BEGIN DATASET ENTRIES
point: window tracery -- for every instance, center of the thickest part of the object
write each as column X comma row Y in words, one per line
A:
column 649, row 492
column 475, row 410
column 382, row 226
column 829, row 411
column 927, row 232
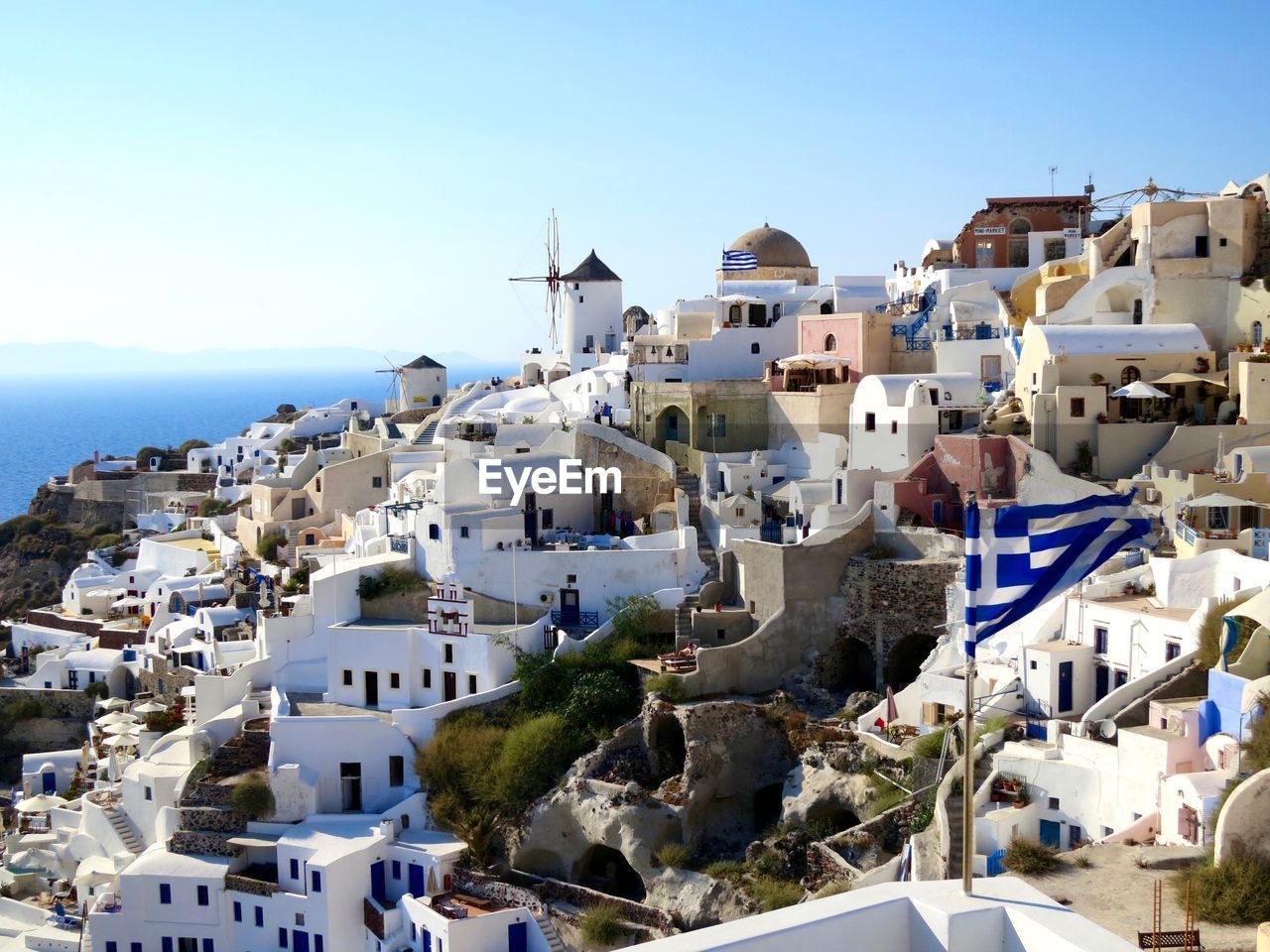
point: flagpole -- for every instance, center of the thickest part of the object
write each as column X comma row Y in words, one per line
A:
column 971, row 537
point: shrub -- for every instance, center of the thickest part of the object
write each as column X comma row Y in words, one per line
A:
column 532, row 756
column 930, row 744
column 1211, row 633
column 268, row 544
column 1029, row 857
column 252, row 796
column 601, row 924
column 390, row 580
column 775, row 893
column 1232, row 892
column 668, row 685
column 679, row 855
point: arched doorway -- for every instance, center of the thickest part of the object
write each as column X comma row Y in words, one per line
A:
column 906, row 656
column 608, row 871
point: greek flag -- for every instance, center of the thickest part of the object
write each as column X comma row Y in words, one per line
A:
column 1020, row 556
column 739, row 261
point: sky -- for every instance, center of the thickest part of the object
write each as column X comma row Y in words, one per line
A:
column 186, row 176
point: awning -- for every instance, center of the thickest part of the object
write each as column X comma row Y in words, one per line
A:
column 1180, row 377
column 1220, row 500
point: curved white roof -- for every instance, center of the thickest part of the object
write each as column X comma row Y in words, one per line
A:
column 1079, row 339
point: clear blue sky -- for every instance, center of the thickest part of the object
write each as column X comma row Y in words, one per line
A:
column 252, row 175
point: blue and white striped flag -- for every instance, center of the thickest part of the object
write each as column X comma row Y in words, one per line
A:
column 739, row 261
column 1020, row 556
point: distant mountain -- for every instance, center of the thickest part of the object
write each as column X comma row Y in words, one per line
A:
column 81, row 358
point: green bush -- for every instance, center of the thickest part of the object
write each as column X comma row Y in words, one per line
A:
column 677, row 855
column 930, row 744
column 1233, row 892
column 390, row 580
column 252, row 796
column 668, row 685
column 775, row 893
column 601, row 924
column 1029, row 857
column 268, row 544
column 534, row 754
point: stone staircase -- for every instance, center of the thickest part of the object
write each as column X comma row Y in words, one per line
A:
column 691, row 486
column 131, row 841
column 549, row 933
column 955, row 803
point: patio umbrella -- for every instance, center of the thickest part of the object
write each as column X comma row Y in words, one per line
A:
column 41, row 803
column 116, row 717
column 1141, row 390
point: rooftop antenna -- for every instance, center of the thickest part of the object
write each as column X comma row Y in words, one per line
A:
column 553, row 277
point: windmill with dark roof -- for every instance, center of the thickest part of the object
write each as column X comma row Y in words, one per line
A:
column 417, row 385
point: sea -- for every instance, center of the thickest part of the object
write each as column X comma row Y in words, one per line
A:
column 59, row 420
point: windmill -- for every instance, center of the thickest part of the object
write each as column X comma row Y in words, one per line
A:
column 553, row 277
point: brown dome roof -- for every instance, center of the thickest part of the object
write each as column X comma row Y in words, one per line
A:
column 774, row 248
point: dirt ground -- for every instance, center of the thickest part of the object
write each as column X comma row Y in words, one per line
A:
column 1116, row 893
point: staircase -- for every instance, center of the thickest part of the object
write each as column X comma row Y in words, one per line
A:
column 123, row 828
column 549, row 933
column 955, row 803
column 691, row 486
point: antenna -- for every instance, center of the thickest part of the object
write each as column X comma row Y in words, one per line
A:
column 553, row 277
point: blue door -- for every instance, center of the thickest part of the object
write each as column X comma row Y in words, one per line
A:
column 518, row 937
column 1065, row 687
column 417, row 880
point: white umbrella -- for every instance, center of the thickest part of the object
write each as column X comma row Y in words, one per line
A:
column 1141, row 390
column 116, row 717
column 41, row 803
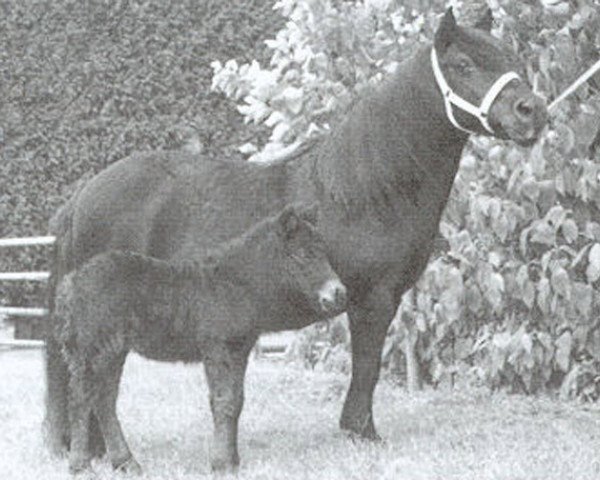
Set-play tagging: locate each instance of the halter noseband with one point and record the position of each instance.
(451, 98)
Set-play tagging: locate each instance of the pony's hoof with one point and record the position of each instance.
(129, 466)
(82, 470)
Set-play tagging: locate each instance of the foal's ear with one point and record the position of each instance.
(310, 214)
(486, 21)
(288, 222)
(446, 32)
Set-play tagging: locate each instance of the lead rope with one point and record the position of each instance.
(575, 85)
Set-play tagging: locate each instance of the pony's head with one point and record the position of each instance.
(483, 83)
(301, 268)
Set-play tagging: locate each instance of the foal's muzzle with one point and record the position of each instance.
(333, 297)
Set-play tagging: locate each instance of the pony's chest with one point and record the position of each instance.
(373, 248)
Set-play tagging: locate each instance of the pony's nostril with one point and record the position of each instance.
(341, 296)
(524, 108)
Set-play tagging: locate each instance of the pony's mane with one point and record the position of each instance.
(369, 158)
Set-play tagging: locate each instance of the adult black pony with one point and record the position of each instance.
(381, 178)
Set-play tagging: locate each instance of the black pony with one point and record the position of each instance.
(210, 311)
(381, 179)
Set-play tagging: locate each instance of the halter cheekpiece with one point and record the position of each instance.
(452, 99)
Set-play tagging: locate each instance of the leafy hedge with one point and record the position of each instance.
(86, 83)
(512, 298)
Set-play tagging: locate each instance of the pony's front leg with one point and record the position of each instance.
(80, 411)
(369, 323)
(225, 366)
(105, 408)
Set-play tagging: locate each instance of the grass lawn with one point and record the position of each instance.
(289, 428)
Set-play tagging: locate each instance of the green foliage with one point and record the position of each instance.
(87, 83)
(513, 295)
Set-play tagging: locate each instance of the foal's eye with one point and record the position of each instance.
(464, 66)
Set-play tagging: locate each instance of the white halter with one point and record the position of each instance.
(451, 98)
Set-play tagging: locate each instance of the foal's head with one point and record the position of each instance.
(299, 267)
(484, 83)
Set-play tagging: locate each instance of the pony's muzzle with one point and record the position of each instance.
(333, 296)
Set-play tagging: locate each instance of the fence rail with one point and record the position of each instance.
(27, 241)
(270, 344)
(23, 312)
(29, 276)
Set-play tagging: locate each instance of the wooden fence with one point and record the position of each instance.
(23, 277)
(269, 344)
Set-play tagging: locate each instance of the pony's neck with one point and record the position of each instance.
(393, 143)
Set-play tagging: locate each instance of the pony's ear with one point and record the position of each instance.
(288, 222)
(446, 32)
(486, 21)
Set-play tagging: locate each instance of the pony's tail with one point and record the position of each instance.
(56, 421)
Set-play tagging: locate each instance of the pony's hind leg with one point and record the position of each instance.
(80, 410)
(105, 409)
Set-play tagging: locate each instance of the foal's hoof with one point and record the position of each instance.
(130, 466)
(222, 465)
(364, 432)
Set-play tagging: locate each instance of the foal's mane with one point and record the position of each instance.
(201, 266)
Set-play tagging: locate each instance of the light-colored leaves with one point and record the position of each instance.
(593, 269)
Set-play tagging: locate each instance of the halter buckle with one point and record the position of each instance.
(451, 99)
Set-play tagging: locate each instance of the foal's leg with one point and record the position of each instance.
(225, 366)
(369, 322)
(105, 409)
(56, 421)
(80, 410)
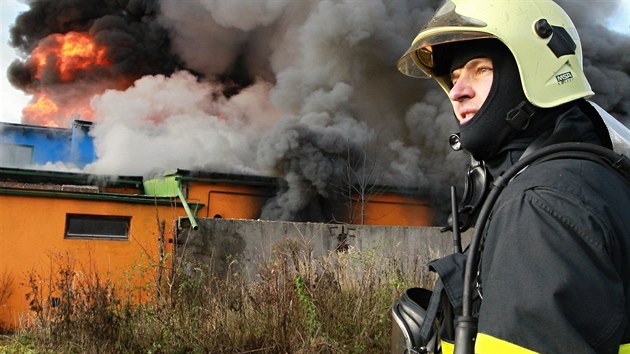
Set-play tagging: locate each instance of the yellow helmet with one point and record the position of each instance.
(538, 33)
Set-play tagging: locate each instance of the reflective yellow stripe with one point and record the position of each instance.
(447, 348)
(487, 344)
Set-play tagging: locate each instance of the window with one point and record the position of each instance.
(80, 226)
(13, 155)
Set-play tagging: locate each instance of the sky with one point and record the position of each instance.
(12, 100)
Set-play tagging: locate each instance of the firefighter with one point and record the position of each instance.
(554, 270)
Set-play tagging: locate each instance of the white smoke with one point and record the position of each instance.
(173, 122)
(322, 90)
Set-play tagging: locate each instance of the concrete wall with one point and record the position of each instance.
(223, 243)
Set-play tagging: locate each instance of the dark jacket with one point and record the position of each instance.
(555, 267)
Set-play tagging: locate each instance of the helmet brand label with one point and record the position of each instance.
(564, 78)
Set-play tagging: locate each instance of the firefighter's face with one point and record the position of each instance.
(471, 85)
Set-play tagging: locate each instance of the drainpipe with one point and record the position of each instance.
(191, 216)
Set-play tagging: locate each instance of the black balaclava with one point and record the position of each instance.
(488, 132)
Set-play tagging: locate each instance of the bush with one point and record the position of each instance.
(339, 303)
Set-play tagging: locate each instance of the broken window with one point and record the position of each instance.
(81, 226)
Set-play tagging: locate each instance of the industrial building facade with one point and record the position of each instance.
(113, 224)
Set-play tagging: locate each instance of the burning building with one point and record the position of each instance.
(304, 93)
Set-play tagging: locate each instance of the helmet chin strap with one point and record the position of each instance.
(521, 116)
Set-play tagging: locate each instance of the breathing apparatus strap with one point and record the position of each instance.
(466, 329)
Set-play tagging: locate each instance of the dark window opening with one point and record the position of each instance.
(80, 226)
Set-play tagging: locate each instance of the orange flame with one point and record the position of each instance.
(64, 58)
(70, 54)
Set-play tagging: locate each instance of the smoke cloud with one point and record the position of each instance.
(303, 90)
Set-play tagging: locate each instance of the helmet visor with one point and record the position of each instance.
(446, 26)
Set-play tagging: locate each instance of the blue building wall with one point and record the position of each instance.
(71, 146)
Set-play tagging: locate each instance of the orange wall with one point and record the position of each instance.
(32, 236)
(393, 210)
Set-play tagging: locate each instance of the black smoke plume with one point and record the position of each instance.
(303, 90)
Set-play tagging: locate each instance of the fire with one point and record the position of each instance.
(40, 109)
(69, 54)
(61, 62)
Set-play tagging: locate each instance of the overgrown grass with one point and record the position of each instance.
(338, 303)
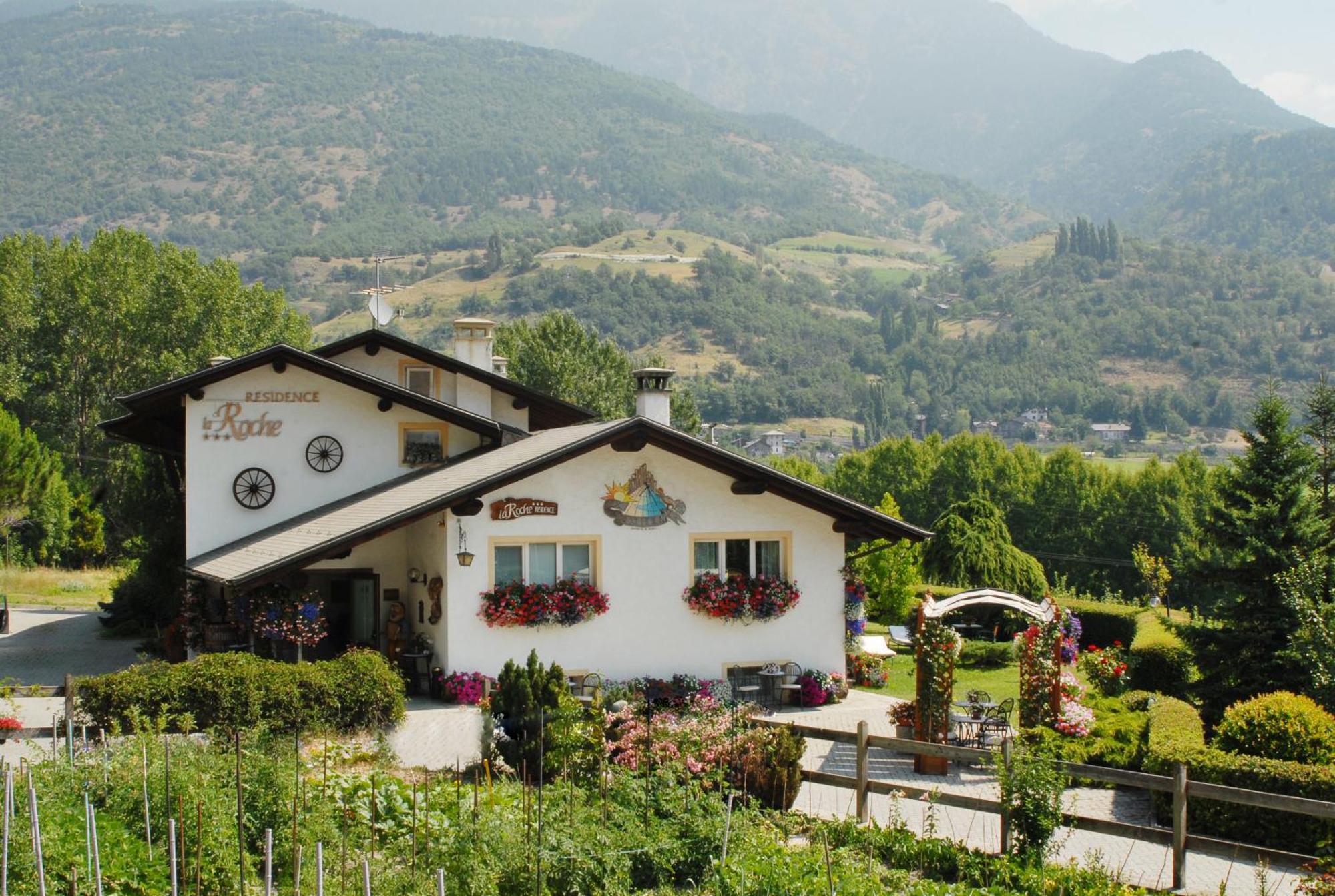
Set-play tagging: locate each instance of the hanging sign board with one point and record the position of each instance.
(515, 508)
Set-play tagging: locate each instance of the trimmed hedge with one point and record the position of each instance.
(1102, 624)
(1159, 659)
(238, 691)
(1177, 734)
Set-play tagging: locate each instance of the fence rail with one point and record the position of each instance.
(1178, 838)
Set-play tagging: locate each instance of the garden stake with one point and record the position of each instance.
(97, 850)
(5, 837)
(37, 838)
(241, 817)
(149, 830)
(172, 853)
(200, 842)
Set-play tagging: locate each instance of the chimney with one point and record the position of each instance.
(653, 395)
(473, 340)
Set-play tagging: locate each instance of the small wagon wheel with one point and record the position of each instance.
(325, 454)
(253, 488)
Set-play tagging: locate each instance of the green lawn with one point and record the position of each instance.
(58, 588)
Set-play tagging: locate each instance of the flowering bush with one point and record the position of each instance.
(464, 687)
(1107, 668)
(1074, 718)
(819, 687)
(1071, 631)
(740, 598)
(519, 604)
(855, 611)
(867, 670)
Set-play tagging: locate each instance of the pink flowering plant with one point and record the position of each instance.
(465, 689)
(740, 599)
(529, 606)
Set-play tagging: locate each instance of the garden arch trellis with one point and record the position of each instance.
(938, 647)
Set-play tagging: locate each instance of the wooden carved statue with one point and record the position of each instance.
(396, 632)
(435, 594)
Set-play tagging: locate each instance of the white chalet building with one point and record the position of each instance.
(372, 470)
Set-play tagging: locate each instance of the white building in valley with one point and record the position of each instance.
(385, 478)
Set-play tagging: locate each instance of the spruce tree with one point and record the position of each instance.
(1265, 523)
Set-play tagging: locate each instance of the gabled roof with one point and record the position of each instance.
(157, 419)
(545, 411)
(338, 527)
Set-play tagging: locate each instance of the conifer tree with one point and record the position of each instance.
(1265, 523)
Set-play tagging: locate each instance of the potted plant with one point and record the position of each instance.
(906, 717)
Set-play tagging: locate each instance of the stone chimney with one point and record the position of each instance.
(653, 394)
(473, 340)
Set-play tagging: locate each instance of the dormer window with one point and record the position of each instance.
(419, 378)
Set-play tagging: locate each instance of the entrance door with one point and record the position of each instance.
(353, 610)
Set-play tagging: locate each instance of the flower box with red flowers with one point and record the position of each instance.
(528, 606)
(740, 598)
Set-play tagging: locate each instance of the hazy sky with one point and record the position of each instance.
(1284, 47)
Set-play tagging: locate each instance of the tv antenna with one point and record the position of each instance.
(381, 311)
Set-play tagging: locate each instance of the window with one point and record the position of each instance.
(543, 563)
(751, 556)
(420, 379)
(424, 443)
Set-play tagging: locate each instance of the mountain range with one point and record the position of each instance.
(961, 87)
(261, 129)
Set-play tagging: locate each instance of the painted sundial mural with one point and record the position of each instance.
(641, 503)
END DATASET ENTRIES
TRY IT:
In the entries above, identify each line that includes the string "umbrella", then copy it.

RESULT:
point: patio umbrella -- for every instance, center of the thickest part of the object
point: white umbrella -- for every instance, center of the thickest part of the object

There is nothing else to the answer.